Required tasks.
A. From the article about the student trip to Turnbull below, duplicate the part that opens with the words containing "This fall a" and closes with "in Visual Communications.".
B. According to the article about the student trip to Turnbull below, which documentary did the students watch excerpts from before leaving the studio?
START Provided passage
This fall a group of 3D design students, led by Professor Lisa Nappa, cruised out to Turnbull, EWU’s neighboring National Wildlife Refuge. The students’ goal: to make art with just their imagination and the raw materials found in Mother Nature.
Before venturing out of the studio they watched excerpts from “Rivers and Tides,” the documentary about Andy Goldsworthy, who is a guru of ephemeral sculptures made strictly from elements of nature. They also had a brief practice session across the street at Sutton Park, where they quickly learned that sketching ideas ahead of time wouldn’t help.
“You have to play with the materials long enough to know what you can and can’t do with them,” said Monica Hoblin, a senior majoring in Visual Communications.

Arriving at Turnbull Wildlife Refuge, Hoblin paired up with Aziz Al Abdul Karem, a studio art major from Saudi Arabia, to arch long sticks over a small boulder, forming a cage-like canopy. The result is that your eye focuses not just on the cage but on the rock underneath, an object you wouldn’t notice otherwise.
Other students sewed leaves together with thorns, or filled the cracks of a fallen log with moss, implementing basic design principles such as line-form and contrast.
One student wreathed a boulder with bunchgrass, creating what looked like an eye peering out of the dry grass.
END Provided passage
START Recorded data
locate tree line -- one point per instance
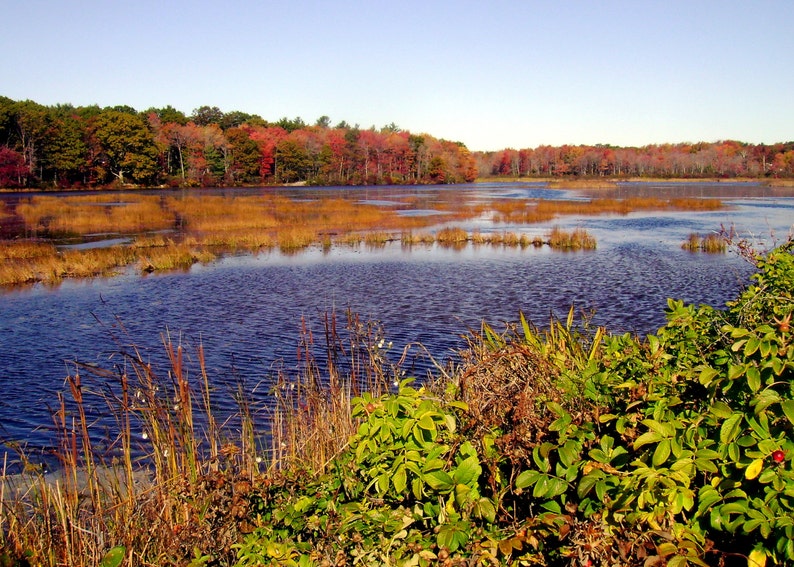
(67, 146)
(726, 159)
(64, 146)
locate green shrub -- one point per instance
(569, 446)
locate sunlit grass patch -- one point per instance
(295, 238)
(452, 235)
(173, 256)
(93, 214)
(578, 239)
(711, 243)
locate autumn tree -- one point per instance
(245, 166)
(66, 151)
(123, 146)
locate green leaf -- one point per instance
(587, 482)
(467, 471)
(114, 557)
(526, 479)
(788, 409)
(754, 469)
(400, 480)
(439, 481)
(721, 410)
(753, 378)
(647, 438)
(426, 422)
(382, 485)
(661, 453)
(485, 509)
(730, 428)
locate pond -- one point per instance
(247, 310)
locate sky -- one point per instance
(492, 74)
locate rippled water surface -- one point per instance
(247, 310)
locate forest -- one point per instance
(64, 146)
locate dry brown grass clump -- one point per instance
(578, 239)
(711, 243)
(508, 379)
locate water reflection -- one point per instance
(247, 310)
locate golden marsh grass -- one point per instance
(201, 227)
(711, 243)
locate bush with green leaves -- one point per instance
(569, 446)
(406, 491)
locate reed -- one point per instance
(295, 238)
(578, 239)
(92, 214)
(174, 484)
(172, 256)
(452, 235)
(711, 243)
(423, 237)
(531, 212)
(378, 239)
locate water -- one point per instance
(246, 311)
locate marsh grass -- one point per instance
(711, 243)
(205, 227)
(91, 214)
(578, 239)
(176, 478)
(530, 212)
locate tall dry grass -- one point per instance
(209, 226)
(174, 482)
(711, 243)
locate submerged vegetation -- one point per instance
(562, 446)
(163, 231)
(712, 243)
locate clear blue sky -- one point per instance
(491, 74)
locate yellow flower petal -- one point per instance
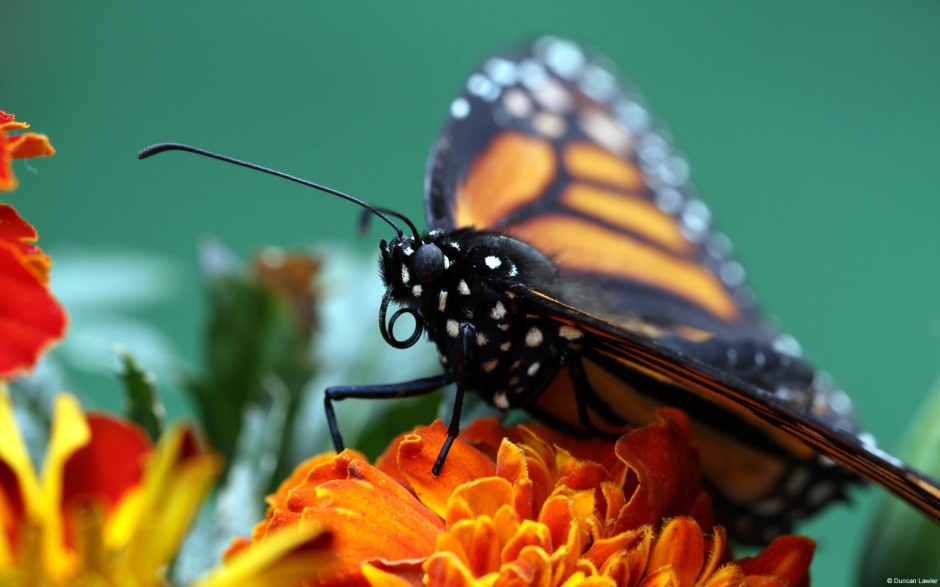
(285, 559)
(178, 476)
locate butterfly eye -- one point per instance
(428, 264)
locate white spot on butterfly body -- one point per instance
(498, 312)
(460, 108)
(533, 337)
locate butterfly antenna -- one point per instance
(364, 221)
(381, 213)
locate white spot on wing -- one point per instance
(498, 312)
(517, 103)
(501, 71)
(533, 337)
(563, 57)
(500, 400)
(460, 108)
(482, 86)
(569, 333)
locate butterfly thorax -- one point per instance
END Recorded data
Exercise answers.
A.
This fall a group of 3D design students, led by Professor Lisa Nappa, cruised out to Turnbull, EWU’s neighboring National Wildlife Refuge. The students’ goal: to make art with just their imagination and the raw materials found in Mother Nature.
Before venturing out of the studio they watched excerpts from “Rivers and Tides,” the documentary about Andy Goldsworthy, who is a guru of ephemeral sculptures made strictly from elements of nature. They also had a brief practice session across the street at Sutton Park, where they quickly learned that sketching ideas ahead of time wouldn’t help.
“You have to play with the materials long enough to know what you can and can’t do with them,” said Monica Hoblin, a senior majoring in Visual Communications.

B. "Rivers and Tides," the documentary about Andy Goldsworthy.